ARTICLE –
Performance issue while finding min and max with functional approach - ios

I have an array of subviews and I want to find the lowest tag and the highest tag (~ min and max). I tried to play with the functional approach of Swift and optimized it as much as my knowledge allowed me, but when I do this:
let startVals = (min:Int.max, max:Int.min)
var minMax:(min: Int, max: Int) = subviews.filter({$0 is T2GCell}).reduce(startVals) {
(min($0.min, $1.tag), max($0.max, $1.tag))
}
I still get worse performance (approximately 10x slower) than good ol' for cycle:
var lowest2 = Int.max
var highest2 = Int.min
for view in subviews {
if let cell = view as? T2GCell {
lowest2 = lowest2 > cell.tag ? cell.tag : lowest2
highest2 = highest2 < cell.tag ? cell.tag : highest2
}
}
To be totally precise I am also including snippet of the measuring code. Note that the "after-recalculations" for human readable times is done outside of any measurement:
let startDate: NSDate = NSDate()

Dataset records:

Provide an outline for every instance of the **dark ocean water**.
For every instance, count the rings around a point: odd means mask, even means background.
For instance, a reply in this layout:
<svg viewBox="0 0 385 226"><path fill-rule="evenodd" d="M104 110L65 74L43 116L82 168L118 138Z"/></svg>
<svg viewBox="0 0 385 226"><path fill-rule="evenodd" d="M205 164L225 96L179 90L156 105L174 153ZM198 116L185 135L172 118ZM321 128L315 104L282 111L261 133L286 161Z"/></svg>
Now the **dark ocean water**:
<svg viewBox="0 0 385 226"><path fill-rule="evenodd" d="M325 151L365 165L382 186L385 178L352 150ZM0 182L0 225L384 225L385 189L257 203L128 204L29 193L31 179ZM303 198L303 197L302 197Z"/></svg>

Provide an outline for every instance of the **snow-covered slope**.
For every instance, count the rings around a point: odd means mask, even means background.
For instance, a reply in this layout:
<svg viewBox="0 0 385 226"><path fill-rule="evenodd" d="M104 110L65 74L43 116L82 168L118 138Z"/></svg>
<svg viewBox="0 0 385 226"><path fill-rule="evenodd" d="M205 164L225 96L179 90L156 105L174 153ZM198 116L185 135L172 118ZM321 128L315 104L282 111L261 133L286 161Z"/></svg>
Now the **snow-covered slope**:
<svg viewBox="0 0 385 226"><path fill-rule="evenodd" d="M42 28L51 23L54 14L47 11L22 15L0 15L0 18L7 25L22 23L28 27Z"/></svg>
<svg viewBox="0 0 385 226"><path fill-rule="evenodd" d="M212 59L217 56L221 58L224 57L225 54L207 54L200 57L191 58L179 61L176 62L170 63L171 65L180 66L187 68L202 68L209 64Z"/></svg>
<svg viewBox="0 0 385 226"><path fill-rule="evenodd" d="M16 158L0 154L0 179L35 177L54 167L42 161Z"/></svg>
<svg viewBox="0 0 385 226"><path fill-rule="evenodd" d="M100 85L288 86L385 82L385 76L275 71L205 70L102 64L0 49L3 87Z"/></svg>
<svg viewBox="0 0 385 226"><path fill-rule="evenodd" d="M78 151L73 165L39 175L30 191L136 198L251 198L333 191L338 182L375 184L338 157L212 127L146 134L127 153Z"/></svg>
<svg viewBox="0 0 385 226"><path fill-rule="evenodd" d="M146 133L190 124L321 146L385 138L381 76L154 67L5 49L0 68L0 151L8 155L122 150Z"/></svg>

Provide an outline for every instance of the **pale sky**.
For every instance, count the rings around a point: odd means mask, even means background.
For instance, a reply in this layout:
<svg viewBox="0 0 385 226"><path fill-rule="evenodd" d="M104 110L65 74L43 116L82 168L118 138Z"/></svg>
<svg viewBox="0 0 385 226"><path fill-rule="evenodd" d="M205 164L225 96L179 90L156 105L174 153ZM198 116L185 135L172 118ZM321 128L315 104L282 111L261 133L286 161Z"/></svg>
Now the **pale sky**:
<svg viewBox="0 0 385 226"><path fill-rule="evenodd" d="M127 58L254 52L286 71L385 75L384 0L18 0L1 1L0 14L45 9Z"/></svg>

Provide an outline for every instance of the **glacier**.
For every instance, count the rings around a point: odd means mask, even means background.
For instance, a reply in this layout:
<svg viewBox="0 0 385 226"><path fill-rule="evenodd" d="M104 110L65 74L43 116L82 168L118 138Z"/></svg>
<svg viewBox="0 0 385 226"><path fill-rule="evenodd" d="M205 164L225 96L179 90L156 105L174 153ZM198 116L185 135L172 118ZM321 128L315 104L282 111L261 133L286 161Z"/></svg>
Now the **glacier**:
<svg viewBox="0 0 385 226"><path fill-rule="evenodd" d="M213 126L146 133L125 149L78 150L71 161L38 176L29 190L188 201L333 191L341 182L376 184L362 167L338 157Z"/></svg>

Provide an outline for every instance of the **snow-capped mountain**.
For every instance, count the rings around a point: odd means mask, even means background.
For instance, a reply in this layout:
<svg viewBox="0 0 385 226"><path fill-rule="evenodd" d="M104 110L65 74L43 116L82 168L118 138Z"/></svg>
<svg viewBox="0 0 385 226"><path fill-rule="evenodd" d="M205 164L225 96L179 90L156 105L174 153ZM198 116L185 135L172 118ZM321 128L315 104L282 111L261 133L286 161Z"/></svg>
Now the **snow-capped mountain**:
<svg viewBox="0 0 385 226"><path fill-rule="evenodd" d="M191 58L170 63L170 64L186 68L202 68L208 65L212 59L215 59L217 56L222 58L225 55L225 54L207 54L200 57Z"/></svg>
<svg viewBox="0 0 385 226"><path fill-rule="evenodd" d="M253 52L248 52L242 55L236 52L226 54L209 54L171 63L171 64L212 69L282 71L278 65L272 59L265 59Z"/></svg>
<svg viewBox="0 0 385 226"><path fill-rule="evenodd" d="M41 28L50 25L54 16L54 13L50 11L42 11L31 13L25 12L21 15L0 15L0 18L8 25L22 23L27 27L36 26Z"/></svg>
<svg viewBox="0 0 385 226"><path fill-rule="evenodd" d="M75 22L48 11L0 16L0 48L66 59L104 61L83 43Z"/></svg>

WHAT IS REQUIRED – Resume the forum post about finding the min and max tags in Swift, picking up right after its last line. You can leave the material aside; nothing in it is required here.

FINAL RESULT –
// code
let endDate: NSDate = NSDate()
// outside of measuring block
let dateComponents: NSDateComponents = NSCalendar(calendarIdentifier: NSCalendarIdentifierGregorian)!.components(NSCalendarUnit.CalendarUnitNanosecond, fromDate: startDate, toDate: endDate, options: NSCalendarOptions(0))
let time = Double(Double(dateComponents.nanosecond) / 1000000.0)
My question is - am I doing it wrong, or this use case is simply not suitable for functional approach?
EDIT
This is is 2x slower:
var extremes = reduce(lazy(subviews).map({$0.tag}), startValues) {
(min($0.lowest, $1), max($0.highest, $1))
}
And this is only 20% slower:
var extremes2 = reduce(lazy(subviews), startValues) {
(min($0.lowest, $1.tag), max($0.highest, $1.tag))
}
Narrowed and squeezed down to very nice performance times, but still not as fast as the for cycle.
EDIT 2
I noticed I left out the filter in previous edits. When added:
var extremes3 = reduce(lazy(subviews).filter({$0 is T2GCell}), startValues) {
(min($0.lowest, $1.tag), max($0.highest, $1.tag))
}
I'm back to 2x slower performance.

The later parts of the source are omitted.